◆ **TEXTE FOURNI**:

# # # # # # #

Sa curiosité scientifique l'a toujours attiré vers les théories nouvelles. C'est ainsi qu'en 1941, en cours de géographie de 5e au collège de Béthune, il parle de la dérive des continents à des fils d'ouvriers mineurs subjugués. Jean Ricour est aussi très attiré par deux grands géologues novateurs : Jacques Bourcart, inventeur de la notion de marge continentale, et Louis Glangeaud, découvreur des diapirs d'évaporites en Méditerranée. Ces deux savants feront partie de son jury de thèse avec Pierre Routhier et Louis Barrabé.

# # # # # # #

◆ **DONNÉES FOURNIES**:
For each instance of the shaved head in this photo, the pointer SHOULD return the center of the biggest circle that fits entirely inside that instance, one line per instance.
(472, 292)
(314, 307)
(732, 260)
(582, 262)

# # # # # # #

◆ **QUESTIONS À TRAITER**:
a. Modifiez le texte sur Jean Ricour en commençant à « Sa curiosité scientifique » et en finissant à « et Louis Barrabé. », avec « géologues » remplacé par « savants ».
b. Poursuivez le texte sur Jean Ricour après sa dernière phrase.

◆ **RÉPONSES RÉDIGÉES**:
a.
Sa curiosité scientifique l'a toujours attiré vers les théories nouvelles. C'est ainsi qu'en 1941, en cours de géographie de 5e au collège de Béthune, il parle de la dérive des continents à des fils d'ouvriers mineurs subjugués. Jean Ricour est aussi très attiré par deux grands savants novateurs : Jacques Bourcart, inventeur de la notion de marge continentale, et Louis Glangeaud, découvreur des diapirs d'évaporites en Méditerranée. Ces deux savants feront partie de son jury de thèse avec Pierre Routhier et Louis Barrabé.

b.
Disciple de Pierre Pruvost, Jean Ricour respecte les Anciens sans toutefois prendre leurs écrits pour des dogmes. Pierre Pruvost poussait ses élèves à la critique, mais les avertissait sportivement que s'ils avaient tort, ils lui payeraient à boire. L'inverse était vrai. Lorsque Jean Ricour a l'occasion d'avoir des élèves, à l'Ecole du Génie Rural comme chef de travaux pratiques d'hydrogéologie, puis à la Faculté de Médecine de Marseille comme chargé de cours d'hydrologie thermale, il ne manque jamais de citer la parole de Claude Bernard évoquant la relation entre anciens et modernes : « nous sommes des pygmées et ils sont des géants mais, montés sur leurs épaules, nous voyons plus loin qu'eux » [N.B.- La métaphore "Des nains sur des épaules de géants" semble remonter au Moyen-Age, elle a été utilisée au fil des siècles par divers scientifiques : https://fr.wikipedia.org/wiki/Des_nains_sur_des_épa ules_de_géants]. Après son départ à la retraite, il applique le même esprit scientifique à tout ce qui l'entoure et ses observations ne sont pas toujours bien ressenties.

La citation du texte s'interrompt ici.